_ASSIGNMENT_
Within the data that follows, set down exactly the lines from the one containing "Query: recessed door panel" through the one containing "of the left", both ends included.

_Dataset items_
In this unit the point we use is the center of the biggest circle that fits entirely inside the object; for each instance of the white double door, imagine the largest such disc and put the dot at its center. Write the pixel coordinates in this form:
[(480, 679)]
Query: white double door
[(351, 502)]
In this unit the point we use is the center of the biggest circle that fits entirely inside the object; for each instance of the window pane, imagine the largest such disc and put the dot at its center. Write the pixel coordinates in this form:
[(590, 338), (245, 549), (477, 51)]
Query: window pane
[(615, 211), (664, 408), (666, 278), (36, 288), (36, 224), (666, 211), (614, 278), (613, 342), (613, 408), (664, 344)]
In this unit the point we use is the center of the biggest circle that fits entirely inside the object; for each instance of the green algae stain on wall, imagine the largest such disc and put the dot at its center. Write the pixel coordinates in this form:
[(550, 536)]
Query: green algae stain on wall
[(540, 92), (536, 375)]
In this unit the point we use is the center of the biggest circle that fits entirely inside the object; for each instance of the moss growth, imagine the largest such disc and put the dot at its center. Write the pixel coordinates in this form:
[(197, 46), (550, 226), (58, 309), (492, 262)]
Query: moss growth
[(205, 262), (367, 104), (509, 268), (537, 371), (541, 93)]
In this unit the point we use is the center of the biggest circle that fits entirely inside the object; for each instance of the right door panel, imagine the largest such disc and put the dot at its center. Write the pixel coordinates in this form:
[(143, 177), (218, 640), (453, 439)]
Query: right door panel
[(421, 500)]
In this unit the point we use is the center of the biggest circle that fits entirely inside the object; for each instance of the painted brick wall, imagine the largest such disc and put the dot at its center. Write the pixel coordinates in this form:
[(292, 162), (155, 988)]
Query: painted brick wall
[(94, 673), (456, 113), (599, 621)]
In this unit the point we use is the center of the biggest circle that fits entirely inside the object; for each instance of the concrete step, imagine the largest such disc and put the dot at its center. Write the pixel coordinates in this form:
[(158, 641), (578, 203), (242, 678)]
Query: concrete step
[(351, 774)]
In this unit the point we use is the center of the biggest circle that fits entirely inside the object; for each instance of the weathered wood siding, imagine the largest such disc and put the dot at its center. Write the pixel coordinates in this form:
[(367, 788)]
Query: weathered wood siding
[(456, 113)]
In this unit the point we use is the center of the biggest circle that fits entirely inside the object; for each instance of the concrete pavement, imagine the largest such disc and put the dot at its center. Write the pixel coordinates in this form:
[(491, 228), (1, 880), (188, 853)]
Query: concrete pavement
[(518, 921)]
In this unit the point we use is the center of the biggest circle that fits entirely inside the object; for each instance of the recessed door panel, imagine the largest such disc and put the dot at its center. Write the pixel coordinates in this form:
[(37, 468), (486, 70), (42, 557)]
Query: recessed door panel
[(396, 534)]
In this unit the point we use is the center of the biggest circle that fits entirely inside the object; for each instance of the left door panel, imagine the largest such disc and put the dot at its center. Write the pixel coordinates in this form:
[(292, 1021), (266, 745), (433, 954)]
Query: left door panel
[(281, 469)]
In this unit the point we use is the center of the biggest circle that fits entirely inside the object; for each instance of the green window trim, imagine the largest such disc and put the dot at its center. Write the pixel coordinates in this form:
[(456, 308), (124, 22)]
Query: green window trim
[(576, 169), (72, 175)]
---
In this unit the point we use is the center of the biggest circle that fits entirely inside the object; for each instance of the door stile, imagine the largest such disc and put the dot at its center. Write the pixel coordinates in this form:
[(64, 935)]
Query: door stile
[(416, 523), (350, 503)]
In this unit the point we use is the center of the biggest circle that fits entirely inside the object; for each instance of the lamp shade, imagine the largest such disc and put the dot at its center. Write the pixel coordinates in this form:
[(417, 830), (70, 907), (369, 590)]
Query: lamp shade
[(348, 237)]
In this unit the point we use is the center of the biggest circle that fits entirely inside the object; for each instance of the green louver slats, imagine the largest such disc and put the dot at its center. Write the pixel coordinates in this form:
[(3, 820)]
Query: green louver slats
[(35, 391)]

_ANSWER SECTION_
Query: recessed door panel
[(396, 534)]
In this unit the point we use is the center of the biggest circle that fits entirely inside the object; for each instance of the left door panel, imagine the largest such disc and put the dot at its center. Write the pixel coordinates in this form:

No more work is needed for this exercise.